*TASK DETAILS*
Your answer should hold all lines of the entries that include the word "striped".

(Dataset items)
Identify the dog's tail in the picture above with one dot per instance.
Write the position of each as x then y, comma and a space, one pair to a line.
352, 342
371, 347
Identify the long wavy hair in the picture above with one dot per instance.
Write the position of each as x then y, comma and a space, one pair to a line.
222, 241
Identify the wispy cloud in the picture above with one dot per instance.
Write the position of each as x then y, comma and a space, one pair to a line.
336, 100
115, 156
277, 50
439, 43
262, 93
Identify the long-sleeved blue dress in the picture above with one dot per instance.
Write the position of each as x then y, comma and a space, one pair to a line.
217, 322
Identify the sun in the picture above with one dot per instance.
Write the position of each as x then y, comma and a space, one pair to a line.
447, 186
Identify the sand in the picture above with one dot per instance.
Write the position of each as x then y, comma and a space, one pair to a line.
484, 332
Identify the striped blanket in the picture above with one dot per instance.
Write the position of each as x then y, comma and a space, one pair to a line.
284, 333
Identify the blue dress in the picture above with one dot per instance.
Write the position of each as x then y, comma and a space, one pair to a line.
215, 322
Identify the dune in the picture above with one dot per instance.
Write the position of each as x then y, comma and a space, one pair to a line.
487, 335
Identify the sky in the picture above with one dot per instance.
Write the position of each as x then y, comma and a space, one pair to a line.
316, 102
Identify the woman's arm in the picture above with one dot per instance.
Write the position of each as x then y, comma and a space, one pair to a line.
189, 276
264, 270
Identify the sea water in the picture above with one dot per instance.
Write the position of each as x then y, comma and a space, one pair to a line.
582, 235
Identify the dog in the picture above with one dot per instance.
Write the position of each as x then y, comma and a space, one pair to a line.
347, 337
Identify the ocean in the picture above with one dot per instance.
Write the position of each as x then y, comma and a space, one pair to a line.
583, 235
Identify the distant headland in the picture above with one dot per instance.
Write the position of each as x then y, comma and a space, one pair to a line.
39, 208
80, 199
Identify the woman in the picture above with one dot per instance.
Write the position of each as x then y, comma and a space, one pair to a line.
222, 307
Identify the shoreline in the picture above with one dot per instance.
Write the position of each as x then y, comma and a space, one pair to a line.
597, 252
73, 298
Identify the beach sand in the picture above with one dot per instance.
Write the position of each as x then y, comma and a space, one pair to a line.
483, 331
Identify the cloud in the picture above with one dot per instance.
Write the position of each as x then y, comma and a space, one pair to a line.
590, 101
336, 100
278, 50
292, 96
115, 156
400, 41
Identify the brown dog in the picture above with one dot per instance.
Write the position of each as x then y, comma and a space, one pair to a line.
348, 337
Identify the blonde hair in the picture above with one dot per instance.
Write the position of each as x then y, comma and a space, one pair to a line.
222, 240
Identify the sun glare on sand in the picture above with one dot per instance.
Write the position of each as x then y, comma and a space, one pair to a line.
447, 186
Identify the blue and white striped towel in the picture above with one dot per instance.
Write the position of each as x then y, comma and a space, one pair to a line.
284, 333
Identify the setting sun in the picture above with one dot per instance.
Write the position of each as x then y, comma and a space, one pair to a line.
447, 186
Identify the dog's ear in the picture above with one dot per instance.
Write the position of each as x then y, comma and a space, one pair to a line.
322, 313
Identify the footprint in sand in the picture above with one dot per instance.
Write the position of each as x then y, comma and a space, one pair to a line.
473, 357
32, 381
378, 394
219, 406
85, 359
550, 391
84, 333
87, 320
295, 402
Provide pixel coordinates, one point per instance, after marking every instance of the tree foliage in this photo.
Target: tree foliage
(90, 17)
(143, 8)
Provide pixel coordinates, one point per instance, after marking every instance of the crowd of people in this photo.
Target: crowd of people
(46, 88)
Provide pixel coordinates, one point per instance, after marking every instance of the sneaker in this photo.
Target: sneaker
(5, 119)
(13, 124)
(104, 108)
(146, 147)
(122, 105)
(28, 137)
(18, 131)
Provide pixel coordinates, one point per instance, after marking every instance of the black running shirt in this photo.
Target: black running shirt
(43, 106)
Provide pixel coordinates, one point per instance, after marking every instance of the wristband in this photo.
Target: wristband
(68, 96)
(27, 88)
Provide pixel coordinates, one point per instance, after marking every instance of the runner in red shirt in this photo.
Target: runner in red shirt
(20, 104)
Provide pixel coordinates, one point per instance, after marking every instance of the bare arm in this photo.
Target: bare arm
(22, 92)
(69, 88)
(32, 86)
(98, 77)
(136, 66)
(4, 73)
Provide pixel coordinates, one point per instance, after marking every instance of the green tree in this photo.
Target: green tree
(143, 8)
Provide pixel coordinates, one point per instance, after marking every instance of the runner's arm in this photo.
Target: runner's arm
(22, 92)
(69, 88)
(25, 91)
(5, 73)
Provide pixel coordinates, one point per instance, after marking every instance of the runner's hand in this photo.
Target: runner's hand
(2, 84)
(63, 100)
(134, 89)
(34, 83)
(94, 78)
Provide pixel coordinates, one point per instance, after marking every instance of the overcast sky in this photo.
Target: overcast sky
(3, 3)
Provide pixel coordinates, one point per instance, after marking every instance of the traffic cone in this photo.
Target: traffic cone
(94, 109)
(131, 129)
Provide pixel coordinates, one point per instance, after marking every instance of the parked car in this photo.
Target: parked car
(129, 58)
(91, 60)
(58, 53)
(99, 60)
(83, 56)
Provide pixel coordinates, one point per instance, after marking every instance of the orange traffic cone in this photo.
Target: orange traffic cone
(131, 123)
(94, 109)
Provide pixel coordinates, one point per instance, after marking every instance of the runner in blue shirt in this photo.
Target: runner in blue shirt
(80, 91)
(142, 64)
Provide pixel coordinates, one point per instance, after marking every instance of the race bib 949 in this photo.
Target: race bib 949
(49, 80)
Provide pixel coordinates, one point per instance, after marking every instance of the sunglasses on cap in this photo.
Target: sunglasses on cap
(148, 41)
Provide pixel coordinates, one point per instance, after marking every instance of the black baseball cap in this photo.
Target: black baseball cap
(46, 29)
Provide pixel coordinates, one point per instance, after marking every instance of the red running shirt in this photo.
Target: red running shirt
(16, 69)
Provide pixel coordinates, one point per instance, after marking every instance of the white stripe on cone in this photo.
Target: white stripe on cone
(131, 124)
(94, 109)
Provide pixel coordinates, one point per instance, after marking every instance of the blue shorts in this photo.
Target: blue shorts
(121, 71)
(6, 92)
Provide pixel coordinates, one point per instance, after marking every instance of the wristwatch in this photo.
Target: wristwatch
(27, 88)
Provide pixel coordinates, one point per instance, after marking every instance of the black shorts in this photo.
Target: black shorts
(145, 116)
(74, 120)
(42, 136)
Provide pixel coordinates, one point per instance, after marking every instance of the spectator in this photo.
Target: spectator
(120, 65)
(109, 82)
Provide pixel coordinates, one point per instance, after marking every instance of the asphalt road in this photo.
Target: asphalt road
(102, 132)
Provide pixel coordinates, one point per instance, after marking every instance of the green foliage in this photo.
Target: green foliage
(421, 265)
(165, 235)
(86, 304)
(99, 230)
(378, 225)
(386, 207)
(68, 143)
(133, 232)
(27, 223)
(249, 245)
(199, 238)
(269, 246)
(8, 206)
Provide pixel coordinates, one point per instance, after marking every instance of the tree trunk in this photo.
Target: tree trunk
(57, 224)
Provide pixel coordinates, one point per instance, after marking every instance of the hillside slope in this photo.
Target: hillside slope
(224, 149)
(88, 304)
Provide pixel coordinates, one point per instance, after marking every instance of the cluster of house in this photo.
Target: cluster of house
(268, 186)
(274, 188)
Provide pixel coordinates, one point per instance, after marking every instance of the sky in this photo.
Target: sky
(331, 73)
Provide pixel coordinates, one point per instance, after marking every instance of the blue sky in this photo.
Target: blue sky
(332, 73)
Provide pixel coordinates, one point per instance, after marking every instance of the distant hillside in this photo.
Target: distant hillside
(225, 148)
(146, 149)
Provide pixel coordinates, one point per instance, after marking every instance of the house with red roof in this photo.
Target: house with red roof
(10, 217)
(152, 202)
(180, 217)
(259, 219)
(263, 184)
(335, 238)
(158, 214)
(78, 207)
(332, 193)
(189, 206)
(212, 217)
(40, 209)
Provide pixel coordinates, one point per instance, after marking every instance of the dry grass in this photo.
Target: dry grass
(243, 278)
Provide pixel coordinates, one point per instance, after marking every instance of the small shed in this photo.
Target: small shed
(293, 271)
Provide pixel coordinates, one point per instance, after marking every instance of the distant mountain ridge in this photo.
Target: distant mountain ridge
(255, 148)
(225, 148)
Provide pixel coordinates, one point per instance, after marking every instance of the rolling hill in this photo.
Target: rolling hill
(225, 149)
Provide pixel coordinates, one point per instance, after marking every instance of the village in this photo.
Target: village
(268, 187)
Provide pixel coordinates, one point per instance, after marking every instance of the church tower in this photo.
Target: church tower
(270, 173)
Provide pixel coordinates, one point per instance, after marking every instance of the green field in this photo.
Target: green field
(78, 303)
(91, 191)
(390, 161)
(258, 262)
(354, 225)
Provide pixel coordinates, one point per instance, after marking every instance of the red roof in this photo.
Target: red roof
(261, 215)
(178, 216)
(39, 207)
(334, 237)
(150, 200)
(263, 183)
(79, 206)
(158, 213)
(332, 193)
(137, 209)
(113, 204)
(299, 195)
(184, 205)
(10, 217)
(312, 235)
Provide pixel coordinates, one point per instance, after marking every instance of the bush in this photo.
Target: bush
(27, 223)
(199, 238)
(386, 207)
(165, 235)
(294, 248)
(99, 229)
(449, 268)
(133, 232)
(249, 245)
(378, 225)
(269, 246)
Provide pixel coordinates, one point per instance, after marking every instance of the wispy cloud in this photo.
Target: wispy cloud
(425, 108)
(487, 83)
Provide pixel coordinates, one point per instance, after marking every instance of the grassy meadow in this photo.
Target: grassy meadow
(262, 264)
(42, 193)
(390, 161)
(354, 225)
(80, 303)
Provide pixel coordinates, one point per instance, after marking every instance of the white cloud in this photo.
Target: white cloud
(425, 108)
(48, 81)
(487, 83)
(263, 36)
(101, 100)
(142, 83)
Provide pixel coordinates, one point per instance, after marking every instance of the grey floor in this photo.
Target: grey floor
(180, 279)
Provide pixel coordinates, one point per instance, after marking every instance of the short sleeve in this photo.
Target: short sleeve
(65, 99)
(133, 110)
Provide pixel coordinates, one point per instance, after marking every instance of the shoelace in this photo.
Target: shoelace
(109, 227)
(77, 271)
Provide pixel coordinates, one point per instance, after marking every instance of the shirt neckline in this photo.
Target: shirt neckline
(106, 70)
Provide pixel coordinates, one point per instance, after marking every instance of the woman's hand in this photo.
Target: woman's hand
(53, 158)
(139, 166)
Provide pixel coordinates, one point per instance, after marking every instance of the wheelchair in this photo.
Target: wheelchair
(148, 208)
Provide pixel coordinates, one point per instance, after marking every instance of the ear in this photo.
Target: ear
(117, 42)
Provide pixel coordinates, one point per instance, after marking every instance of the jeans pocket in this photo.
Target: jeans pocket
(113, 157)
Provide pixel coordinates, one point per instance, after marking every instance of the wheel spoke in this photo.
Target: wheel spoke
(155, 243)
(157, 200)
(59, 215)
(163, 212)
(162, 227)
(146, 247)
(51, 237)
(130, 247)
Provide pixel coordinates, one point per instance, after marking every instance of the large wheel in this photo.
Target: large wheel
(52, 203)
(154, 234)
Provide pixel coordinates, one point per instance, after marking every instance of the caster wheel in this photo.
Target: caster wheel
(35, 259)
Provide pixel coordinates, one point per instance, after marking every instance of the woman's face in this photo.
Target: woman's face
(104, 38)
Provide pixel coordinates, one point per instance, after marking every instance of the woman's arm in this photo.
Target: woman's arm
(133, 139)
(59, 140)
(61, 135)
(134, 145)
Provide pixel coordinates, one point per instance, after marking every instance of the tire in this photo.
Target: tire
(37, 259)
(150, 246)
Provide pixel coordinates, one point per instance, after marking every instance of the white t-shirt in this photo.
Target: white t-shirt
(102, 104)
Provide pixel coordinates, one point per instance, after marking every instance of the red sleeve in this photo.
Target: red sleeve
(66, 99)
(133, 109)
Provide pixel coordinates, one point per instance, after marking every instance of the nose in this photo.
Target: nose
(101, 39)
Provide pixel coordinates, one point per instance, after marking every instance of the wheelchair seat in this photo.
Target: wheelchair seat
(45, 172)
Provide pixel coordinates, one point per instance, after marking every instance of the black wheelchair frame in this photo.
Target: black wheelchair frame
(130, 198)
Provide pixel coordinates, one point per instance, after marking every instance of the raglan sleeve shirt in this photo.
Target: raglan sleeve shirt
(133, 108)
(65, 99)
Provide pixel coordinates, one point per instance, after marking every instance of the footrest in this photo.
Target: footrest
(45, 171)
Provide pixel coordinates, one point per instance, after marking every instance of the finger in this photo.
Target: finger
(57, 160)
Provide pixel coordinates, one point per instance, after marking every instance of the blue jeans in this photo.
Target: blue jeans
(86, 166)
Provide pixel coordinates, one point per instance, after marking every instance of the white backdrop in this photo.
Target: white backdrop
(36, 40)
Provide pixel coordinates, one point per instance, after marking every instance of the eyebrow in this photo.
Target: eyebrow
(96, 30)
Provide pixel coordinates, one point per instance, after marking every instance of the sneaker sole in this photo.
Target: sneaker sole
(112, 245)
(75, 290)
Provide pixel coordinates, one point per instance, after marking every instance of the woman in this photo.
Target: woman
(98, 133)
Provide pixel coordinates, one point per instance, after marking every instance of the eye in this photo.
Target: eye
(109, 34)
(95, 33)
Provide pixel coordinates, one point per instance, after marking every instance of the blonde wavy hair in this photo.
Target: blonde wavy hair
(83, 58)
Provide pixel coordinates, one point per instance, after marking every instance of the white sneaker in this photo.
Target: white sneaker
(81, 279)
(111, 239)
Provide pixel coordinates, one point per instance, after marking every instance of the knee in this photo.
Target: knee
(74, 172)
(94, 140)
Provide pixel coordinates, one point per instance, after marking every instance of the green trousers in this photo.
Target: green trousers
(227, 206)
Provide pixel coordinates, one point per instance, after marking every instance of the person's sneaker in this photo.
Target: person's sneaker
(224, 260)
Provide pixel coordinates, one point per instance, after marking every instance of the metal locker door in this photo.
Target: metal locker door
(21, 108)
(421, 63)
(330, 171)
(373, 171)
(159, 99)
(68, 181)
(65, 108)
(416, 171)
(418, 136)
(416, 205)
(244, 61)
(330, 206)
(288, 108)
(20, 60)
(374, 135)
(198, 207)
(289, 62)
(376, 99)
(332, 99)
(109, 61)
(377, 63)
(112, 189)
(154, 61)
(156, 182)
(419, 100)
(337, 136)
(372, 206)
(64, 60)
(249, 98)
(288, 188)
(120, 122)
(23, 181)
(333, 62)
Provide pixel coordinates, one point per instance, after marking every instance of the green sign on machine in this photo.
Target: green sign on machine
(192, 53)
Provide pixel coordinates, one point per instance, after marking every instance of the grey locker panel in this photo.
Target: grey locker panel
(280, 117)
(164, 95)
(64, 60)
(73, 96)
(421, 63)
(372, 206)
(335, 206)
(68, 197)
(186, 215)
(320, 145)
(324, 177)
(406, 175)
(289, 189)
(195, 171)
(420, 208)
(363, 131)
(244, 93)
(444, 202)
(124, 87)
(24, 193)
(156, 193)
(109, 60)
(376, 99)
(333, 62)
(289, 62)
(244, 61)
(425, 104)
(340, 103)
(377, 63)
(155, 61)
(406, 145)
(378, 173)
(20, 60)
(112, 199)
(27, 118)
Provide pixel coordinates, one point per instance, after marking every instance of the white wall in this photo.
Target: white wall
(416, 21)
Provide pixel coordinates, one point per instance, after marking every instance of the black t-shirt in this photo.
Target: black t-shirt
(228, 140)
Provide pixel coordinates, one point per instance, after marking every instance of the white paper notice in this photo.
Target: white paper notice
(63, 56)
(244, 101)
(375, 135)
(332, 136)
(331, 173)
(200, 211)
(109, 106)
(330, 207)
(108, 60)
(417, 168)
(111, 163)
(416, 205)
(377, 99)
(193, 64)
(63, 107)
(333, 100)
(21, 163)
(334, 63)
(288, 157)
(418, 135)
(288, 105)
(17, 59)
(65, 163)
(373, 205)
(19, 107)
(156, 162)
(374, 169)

*WRITTEN REPLY*
Identify the striped blanket in the picture above with one dot per instance.
Identify the blue and white striped towel in the picture above with one dot per instance.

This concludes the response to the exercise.